> **Teks Dokumen**
———

Turisme yang disebut sebagai "pasukan sandwich udang" oleh Barton adalah gejala (hiper)industri sepakbola di negara-negara maju Eropa. Salah satu pendekatan dalam atmosfir demikian adalah stadion menjadi penuh larangan, begitu ketat dikendalikan oleh petugas, yang tergambar dari deretan orang-orang berbaju hijau-kuning, dan CCTV yang terpacak di setiap sudut.

"Pasukan sandwich udang" adalah gambaran tentang fans yang, kendati pun fanatik, namun lebih sering berasal dari luar kota atau bahkan dari luar negeri. Mereka mulai menggerus para suporter lokal yang sudah memenuhi stadion selama lebih dari tiga generasi. Merekalah yang kerap tampak di layar kaca selalu siap dengan gadget di baris-baris bangku stadion.

———

Tolong sebutkan semua ciri fans "pasukan sandwich udang" yang dijelaskan pada paragraf kedua teks tentang turisme sepakbola. Baris-baris data tidak diperlukan untuk mengerjakan tugas ini.

Bagian dari berkas data
———

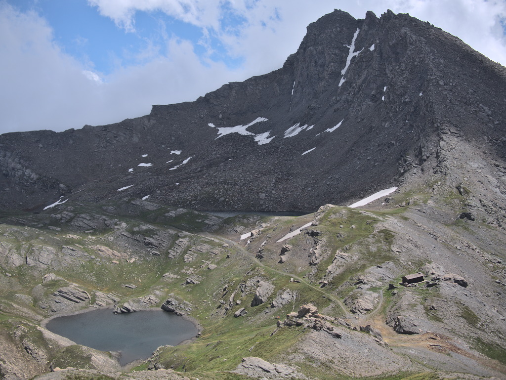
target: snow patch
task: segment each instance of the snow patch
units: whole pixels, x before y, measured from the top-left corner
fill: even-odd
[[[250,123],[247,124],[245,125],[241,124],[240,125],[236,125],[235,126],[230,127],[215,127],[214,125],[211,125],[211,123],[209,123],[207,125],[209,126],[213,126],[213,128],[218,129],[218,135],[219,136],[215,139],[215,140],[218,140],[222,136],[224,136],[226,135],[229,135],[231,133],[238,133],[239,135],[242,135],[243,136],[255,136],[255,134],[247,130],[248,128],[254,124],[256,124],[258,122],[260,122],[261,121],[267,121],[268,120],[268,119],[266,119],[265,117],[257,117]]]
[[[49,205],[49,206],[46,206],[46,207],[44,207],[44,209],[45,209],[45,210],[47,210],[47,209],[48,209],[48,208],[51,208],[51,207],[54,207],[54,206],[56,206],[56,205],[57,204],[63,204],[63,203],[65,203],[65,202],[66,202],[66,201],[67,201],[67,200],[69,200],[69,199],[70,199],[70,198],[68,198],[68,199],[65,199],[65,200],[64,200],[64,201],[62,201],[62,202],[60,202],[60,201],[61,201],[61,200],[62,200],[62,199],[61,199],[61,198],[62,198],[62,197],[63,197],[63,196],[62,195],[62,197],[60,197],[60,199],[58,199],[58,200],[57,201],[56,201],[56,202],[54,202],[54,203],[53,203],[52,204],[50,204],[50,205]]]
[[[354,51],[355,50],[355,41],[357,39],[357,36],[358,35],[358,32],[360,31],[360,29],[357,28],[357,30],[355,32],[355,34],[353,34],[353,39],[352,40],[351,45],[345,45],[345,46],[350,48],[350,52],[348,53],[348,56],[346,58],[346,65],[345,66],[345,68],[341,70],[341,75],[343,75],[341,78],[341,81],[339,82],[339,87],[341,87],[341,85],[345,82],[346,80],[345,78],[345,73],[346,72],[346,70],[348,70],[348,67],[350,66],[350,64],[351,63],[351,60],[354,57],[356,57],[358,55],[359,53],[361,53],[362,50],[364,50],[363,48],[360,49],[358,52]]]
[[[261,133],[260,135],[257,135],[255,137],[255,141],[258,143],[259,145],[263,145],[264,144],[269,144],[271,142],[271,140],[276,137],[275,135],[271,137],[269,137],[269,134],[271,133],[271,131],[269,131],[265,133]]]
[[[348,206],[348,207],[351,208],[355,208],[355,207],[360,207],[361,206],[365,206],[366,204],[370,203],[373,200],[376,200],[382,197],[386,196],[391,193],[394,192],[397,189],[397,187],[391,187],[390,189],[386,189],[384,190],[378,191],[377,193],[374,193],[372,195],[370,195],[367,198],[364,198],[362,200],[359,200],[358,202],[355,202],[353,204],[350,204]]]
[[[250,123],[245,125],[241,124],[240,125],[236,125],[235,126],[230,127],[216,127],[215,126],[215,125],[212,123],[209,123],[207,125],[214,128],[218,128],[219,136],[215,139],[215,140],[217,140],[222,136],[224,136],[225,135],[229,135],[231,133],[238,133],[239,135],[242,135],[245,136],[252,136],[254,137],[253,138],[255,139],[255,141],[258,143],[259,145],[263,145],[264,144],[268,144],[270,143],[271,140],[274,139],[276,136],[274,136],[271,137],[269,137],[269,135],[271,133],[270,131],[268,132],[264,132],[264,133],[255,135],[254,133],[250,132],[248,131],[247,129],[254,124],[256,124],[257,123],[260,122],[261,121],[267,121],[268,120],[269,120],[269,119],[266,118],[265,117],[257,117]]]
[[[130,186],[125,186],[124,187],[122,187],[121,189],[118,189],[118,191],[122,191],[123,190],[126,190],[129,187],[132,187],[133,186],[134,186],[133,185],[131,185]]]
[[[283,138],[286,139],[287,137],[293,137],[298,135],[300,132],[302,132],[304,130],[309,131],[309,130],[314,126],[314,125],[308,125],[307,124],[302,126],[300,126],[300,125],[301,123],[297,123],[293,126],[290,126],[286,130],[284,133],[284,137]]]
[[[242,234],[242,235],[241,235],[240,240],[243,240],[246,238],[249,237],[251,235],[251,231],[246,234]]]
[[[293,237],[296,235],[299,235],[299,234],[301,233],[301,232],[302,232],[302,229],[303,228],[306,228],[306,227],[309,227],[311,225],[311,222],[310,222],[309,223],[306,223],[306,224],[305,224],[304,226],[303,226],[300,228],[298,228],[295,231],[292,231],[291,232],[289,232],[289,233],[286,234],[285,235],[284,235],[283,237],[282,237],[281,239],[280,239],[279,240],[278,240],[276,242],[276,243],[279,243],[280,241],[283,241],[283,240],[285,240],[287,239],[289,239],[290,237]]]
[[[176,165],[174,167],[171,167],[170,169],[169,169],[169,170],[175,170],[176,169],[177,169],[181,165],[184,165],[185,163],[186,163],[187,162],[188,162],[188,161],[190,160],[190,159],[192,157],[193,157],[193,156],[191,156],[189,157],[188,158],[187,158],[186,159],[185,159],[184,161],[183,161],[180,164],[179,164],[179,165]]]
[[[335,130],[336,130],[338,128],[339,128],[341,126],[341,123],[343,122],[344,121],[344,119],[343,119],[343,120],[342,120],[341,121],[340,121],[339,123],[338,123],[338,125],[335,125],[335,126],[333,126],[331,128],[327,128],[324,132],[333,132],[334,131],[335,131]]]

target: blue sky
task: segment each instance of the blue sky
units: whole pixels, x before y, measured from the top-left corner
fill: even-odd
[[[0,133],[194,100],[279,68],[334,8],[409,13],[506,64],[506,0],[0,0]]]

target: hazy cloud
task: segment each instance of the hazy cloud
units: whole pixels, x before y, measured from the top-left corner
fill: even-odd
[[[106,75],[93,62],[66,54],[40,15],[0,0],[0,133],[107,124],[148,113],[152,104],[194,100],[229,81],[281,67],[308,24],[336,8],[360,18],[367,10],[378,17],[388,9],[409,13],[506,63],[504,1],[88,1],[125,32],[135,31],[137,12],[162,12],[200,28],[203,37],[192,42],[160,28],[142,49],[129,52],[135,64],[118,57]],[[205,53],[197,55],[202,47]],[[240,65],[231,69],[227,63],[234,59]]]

———

> **Jawaban Soal**
- Fanatik
- Lebih sering berasal dari luar kota atau bahkan dari luar negeri
- Mulai menggerus para suporter lokal yang sudah memenuhi stadion selama lebih dari tiga generasi
- Kerap tampak di layar kaca, selalu siap dengan gadget di baris-baris bangku stadion